**What you will do**.
1. Duplicate the passage of the NSA surveillance column starting with "According to The" and going on through "confidential user data.".
2. Finish out the next part of the column on domestic NSA surveillance, picking up after its final sentence.

**Text section**.
* Start *
Domestic Spygate: We Hear You, You Don’t Hear U.S.

Columnist says President Obama’s defending indefensible

[View From Washington]

As Benjamin Franklin put it: “They who can give up essential liberty to obtain a little temporary safety, deserve neither liberty nor safety.”

Last week the U.K.’s The Guardian newspaper confirmed what many Americans have suspected for a very long time. The American government is spying on its own citizens. Based from a leak from Edward Snowden, a contractor at the U.S. National Security Agency, The Guardian published a copy of a top secret court order requiring domestic telecom companies to provide the NSA with “communication records of millions of US citizens” that were “collected indiscriminately and in bulk – regardless of whether they are suspected of any wrongdoing.”

According to The Guardian: “The secret Foreign Intelligence Surveillance Act Court (FISA) granted the order to the FBI on April 25, giving the government unlimited authority to obtain the data for a specified three-month period ending on July 19.”

It is also reported that internet giants such as Apple, Microsoft, Yahoo, Google, Facebook, have also provided the NSA access to confidential user data.

President Obama, who as a Senator campaigned against such practices as they were being carried out by the Bush administration, is now defending them. When asked in 2007 if the president has Constitutional authority to conduct surveillance for national security purposes without judicial warrants, then Senator and Constitutional Scholar Obama stated: “The Supreme Court has never held that the president has such powers.” Now, in a 180 degree turn, the President recently defended his administration’s actions by stating his  assessment and his team’s assessment “was that they help us prevent terrorist attacks, and the modest encroachments on privacy that are involved…that on net was worth us doing.”

He went on to say, “When it comes to telephone calls, nobody is listening to your calls. That’s not what this program is about” and added “What the intelligence community is doing is looking at phone numbers and durations of calls — they’re not looking at people’s names and they’re not looking at content.”
* End *
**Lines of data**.
* Start *
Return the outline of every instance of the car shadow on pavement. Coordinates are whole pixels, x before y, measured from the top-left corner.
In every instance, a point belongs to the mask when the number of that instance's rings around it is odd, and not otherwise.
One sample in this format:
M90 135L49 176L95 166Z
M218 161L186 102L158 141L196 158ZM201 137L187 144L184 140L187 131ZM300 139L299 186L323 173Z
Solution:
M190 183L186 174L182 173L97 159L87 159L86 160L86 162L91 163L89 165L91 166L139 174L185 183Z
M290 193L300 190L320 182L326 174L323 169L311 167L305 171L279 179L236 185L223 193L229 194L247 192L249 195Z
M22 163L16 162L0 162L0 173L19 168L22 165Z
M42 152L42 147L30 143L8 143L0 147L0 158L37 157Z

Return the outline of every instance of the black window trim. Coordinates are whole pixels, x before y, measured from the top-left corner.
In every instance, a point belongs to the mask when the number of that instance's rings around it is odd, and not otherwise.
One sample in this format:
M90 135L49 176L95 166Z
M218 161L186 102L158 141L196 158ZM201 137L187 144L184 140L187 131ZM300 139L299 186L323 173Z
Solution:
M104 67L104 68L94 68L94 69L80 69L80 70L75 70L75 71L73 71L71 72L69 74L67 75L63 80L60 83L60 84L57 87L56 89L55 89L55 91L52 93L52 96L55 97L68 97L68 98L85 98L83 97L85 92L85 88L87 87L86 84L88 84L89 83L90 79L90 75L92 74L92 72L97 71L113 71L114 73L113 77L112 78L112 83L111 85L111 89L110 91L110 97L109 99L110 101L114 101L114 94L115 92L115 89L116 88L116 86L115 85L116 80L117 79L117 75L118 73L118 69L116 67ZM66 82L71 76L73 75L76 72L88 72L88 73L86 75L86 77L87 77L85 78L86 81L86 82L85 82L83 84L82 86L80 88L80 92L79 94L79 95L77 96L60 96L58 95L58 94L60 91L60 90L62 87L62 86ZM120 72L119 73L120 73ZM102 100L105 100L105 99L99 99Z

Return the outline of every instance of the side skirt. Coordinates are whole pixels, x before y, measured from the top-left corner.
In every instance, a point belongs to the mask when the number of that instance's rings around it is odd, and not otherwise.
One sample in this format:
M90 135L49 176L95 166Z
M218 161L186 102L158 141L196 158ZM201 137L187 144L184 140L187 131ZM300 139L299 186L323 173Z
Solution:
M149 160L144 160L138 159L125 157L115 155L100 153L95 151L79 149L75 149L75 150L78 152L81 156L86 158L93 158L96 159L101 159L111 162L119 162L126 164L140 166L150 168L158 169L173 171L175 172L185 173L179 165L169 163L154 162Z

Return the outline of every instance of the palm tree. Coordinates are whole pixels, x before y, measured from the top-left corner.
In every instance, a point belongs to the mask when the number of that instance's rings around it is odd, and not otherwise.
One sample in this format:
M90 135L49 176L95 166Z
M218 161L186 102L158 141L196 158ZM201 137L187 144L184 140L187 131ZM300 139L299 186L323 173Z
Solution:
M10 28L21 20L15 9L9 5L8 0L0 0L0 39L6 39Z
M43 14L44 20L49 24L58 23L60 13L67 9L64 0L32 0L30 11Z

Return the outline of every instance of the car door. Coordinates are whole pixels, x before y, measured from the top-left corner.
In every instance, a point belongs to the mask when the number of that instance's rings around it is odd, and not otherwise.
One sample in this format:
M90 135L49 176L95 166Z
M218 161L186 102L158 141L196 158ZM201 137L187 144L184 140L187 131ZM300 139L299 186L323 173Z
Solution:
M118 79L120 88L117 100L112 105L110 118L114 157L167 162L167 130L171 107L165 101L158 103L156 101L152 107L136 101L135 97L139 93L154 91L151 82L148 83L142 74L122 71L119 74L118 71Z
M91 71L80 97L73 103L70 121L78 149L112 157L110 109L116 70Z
* End *
**Responses**.
1.
According to The Guardian: “The secret Foreign Intelligence Surveillance Act Court (FISA) granted the order to the FBI on April 25, giving the government unlimited authority to obtain the data for a specified three-month period ending on July 19.”

It is also reported that internet giants such as Apple, Microsoft, Yahoo, Google, Facebook, have also provided the NSA access to confidential user data.

2.
I understand that the FISA court granted the order to the FBI, but the larger issue is that the NSA and FBI are engaged in the surveillance of American citizens who have not engaged in any wrongdoing.  One has to question the standards that the FISA court is using to grant its orders as well as whether or not there are truly checks and balances as required by the constitution.

As a Constitutional scholar President Obama should know that his position on this issue fails the “laugh test” on a number of levels. He considers the NSA collecting telephone records, which include the numbers of both parties on a call, location data, call duration, unique identifiers and the time and duration of millions of US telecom customers to be “modest encroachments”?  What ever happened to the fundamental legal premise of presumption of innocence?

President Obama and members of his “team” must have heard of the 4th Amendment?:

“The right of the people to be secure in their persons, houses, papers, and effects, against unreasonable searches and seizures, shall not be violated, and no Warrants shall issue, but upon probable cause, supported by Oath or affirmation, and particularly describing the place to be searched, and the persons or things to be seized.”

Where is the basis of “probable cause” to proactively search the records of millions of Americans who have never engaged in any illegal activity, let alone activity of a “terrorist” nature?

It is disingenuous for President Obama to attempt to downplay this program to alleviate the fears and concerns of Americans about this incredibly invasive and excessive expansion of government power by saying, “nobody is listening to your calls…” That’s not the point; telephone numbers, like social security numbers are assigned to individuals.  If you have the number you have the name. It’s the collection, analysis, and storage of call data of innocent citizens that matters.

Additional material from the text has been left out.